Short exercise: Please tally how many lines of the data below contain the string "window", and reply with only that number.

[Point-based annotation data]
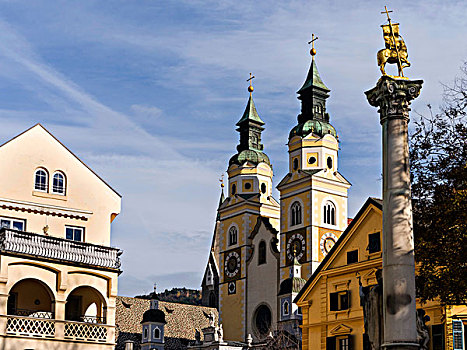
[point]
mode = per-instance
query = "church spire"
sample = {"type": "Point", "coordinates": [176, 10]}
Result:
{"type": "Point", "coordinates": [250, 127]}
{"type": "Point", "coordinates": [313, 95]}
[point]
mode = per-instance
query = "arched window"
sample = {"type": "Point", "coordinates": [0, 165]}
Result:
{"type": "Point", "coordinates": [285, 308]}
{"type": "Point", "coordinates": [41, 180]}
{"type": "Point", "coordinates": [329, 213]}
{"type": "Point", "coordinates": [58, 183]}
{"type": "Point", "coordinates": [262, 253]}
{"type": "Point", "coordinates": [295, 164]}
{"type": "Point", "coordinates": [233, 235]}
{"type": "Point", "coordinates": [296, 214]}
{"type": "Point", "coordinates": [157, 333]}
{"type": "Point", "coordinates": [212, 300]}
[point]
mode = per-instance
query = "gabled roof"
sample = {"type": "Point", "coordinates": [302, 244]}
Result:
{"type": "Point", "coordinates": [313, 79]}
{"type": "Point", "coordinates": [57, 140]}
{"type": "Point", "coordinates": [250, 113]}
{"type": "Point", "coordinates": [267, 224]}
{"type": "Point", "coordinates": [378, 203]}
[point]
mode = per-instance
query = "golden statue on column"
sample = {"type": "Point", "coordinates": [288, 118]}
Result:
{"type": "Point", "coordinates": [396, 50]}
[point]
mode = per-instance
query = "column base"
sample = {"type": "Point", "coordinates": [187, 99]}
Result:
{"type": "Point", "coordinates": [400, 346]}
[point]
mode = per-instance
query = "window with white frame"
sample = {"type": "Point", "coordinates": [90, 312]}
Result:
{"type": "Point", "coordinates": [74, 233]}
{"type": "Point", "coordinates": [457, 335]}
{"type": "Point", "coordinates": [58, 183]}
{"type": "Point", "coordinates": [344, 344]}
{"type": "Point", "coordinates": [41, 180]}
{"type": "Point", "coordinates": [209, 276]}
{"type": "Point", "coordinates": [14, 224]}
{"type": "Point", "coordinates": [296, 214]}
{"type": "Point", "coordinates": [232, 235]}
{"type": "Point", "coordinates": [157, 333]}
{"type": "Point", "coordinates": [286, 308]}
{"type": "Point", "coordinates": [329, 213]}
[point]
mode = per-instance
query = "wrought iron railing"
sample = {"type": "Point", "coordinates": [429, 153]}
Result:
{"type": "Point", "coordinates": [49, 247]}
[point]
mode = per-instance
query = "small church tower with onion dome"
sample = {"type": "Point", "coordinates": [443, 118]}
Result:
{"type": "Point", "coordinates": [290, 315]}
{"type": "Point", "coordinates": [248, 236]}
{"type": "Point", "coordinates": [313, 195]}
{"type": "Point", "coordinates": [153, 326]}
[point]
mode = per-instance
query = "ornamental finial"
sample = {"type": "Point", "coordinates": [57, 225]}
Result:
{"type": "Point", "coordinates": [312, 42]}
{"type": "Point", "coordinates": [250, 88]}
{"type": "Point", "coordinates": [396, 50]}
{"type": "Point", "coordinates": [221, 180]}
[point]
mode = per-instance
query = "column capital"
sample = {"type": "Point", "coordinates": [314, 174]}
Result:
{"type": "Point", "coordinates": [393, 97]}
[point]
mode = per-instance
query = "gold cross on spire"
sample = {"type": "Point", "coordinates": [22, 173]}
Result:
{"type": "Point", "coordinates": [387, 13]}
{"type": "Point", "coordinates": [221, 180]}
{"type": "Point", "coordinates": [250, 88]}
{"type": "Point", "coordinates": [312, 42]}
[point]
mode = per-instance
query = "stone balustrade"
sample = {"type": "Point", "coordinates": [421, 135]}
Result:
{"type": "Point", "coordinates": [54, 248]}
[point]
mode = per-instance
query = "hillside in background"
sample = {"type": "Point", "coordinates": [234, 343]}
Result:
{"type": "Point", "coordinates": [177, 295]}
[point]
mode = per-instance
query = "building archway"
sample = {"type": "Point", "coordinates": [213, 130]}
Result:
{"type": "Point", "coordinates": [86, 304]}
{"type": "Point", "coordinates": [262, 320]}
{"type": "Point", "coordinates": [31, 297]}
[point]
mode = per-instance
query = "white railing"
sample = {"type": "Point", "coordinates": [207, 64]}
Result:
{"type": "Point", "coordinates": [30, 327]}
{"type": "Point", "coordinates": [59, 249]}
{"type": "Point", "coordinates": [85, 331]}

Result of the exercise: 2